-- BEGIN Input rows --
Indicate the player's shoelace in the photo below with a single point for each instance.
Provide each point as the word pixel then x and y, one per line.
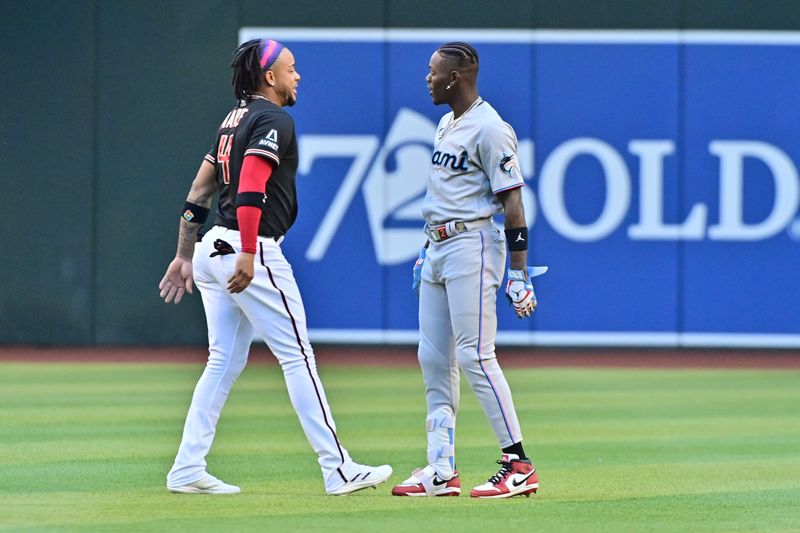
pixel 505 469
-- END Input rows --
-- BEGIN Input rows --
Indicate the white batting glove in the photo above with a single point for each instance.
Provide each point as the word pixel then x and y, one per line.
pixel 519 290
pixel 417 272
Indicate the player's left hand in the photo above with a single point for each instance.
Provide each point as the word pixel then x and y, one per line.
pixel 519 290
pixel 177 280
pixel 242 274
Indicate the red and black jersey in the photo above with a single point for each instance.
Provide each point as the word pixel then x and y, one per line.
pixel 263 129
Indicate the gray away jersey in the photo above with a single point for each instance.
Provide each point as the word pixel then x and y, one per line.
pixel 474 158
-- END Input rows --
-- BEGIN Input rows --
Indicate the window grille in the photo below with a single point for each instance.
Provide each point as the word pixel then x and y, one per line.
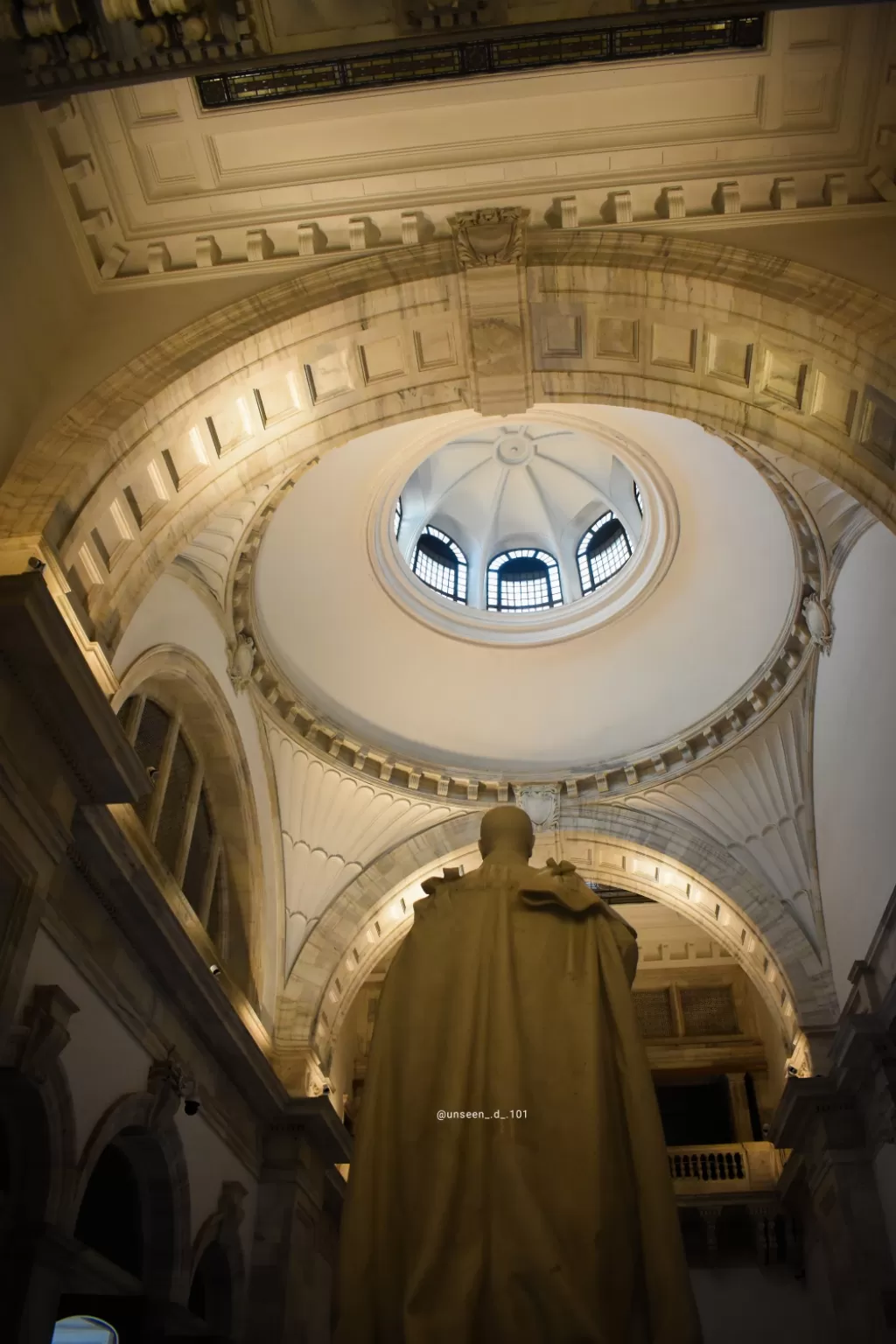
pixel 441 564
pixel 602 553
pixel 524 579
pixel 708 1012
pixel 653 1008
-- END Input rows --
▶ _Requirements_
Render the listing as a Markdown table with the columns Row and Entry, starting at the line that contains "Indicate the player's shoelace" and ending at the line that contains "pixel 505 469". Skip blank lines and leave the pictures out.

▶ _Result for this task_
| Row | Entry |
|---|---|
| 1 | Indicate the player's shoelace in the photo below with a single point for each instance. |
| 2 | Provide each point as the word pixel then x and y, one per line. |
| 3 | pixel 505 469 |